Exercise objective: List each line of the listing below that contains the word "notice".

Exercise material:
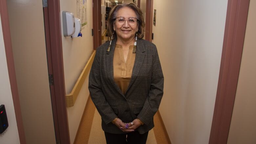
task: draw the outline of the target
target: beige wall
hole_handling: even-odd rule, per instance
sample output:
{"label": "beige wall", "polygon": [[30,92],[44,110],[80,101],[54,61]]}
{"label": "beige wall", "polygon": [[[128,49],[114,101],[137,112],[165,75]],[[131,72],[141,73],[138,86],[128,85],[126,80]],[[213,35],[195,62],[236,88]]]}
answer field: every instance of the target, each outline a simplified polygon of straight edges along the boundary
{"label": "beige wall", "polygon": [[0,143],[19,144],[19,134],[14,111],[10,80],[5,55],[2,23],[0,15],[0,105],[5,105],[9,126],[0,134]]}
{"label": "beige wall", "polygon": [[56,143],[42,1],[10,0],[7,4],[27,143]]}
{"label": "beige wall", "polygon": [[256,143],[256,1],[250,1],[228,144]]}
{"label": "beige wall", "polygon": [[[92,0],[87,0],[87,24],[83,28],[82,37],[72,38],[63,35],[62,15],[61,17],[62,50],[65,86],[67,94],[71,92],[74,86],[92,54],[93,47]],[[61,13],[67,10],[76,17],[76,1],[60,0]],[[77,97],[74,106],[67,108],[71,143],[73,143],[81,118],[89,95],[88,77]]]}
{"label": "beige wall", "polygon": [[164,76],[160,111],[173,144],[208,143],[227,0],[154,1],[153,26]]}

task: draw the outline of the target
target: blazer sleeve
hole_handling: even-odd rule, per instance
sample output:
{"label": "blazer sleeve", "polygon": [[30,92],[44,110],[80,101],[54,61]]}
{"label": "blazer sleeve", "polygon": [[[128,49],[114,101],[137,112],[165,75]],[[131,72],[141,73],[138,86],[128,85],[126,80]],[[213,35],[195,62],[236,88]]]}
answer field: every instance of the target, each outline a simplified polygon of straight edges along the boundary
{"label": "blazer sleeve", "polygon": [[95,57],[89,75],[88,88],[90,95],[97,110],[106,124],[117,117],[107,101],[102,92],[100,79],[99,48],[96,51]]}
{"label": "blazer sleeve", "polygon": [[152,77],[148,96],[137,118],[148,125],[158,110],[163,94],[163,75],[156,48],[153,56]]}

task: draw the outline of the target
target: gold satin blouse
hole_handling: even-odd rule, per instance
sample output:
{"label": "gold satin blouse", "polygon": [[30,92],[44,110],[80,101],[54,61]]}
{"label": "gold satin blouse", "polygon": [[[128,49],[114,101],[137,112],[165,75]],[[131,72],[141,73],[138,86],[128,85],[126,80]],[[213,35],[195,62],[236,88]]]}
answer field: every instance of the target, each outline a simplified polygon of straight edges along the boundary
{"label": "gold satin blouse", "polygon": [[126,62],[124,61],[122,46],[116,44],[114,52],[113,66],[114,81],[124,94],[132,78],[132,73],[136,53],[132,53],[133,45],[129,47]]}

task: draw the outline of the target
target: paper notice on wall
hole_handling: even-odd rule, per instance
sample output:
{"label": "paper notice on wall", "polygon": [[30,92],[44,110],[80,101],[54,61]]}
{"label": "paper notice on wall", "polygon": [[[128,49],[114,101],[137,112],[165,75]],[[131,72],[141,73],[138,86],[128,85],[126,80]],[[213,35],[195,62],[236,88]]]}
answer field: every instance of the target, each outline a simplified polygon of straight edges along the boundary
{"label": "paper notice on wall", "polygon": [[87,9],[86,0],[76,0],[76,16],[81,20],[82,27],[87,24]]}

Response to the exercise:
target: paper notice on wall
{"label": "paper notice on wall", "polygon": [[30,92],[44,110],[80,101],[54,61]]}
{"label": "paper notice on wall", "polygon": [[[128,49],[114,101],[137,112],[165,75]],[[131,72],[141,73],[138,86],[128,85],[126,80]],[[213,35],[195,62],[236,88]]]}
{"label": "paper notice on wall", "polygon": [[87,9],[86,0],[76,0],[76,16],[81,20],[82,27],[87,24]]}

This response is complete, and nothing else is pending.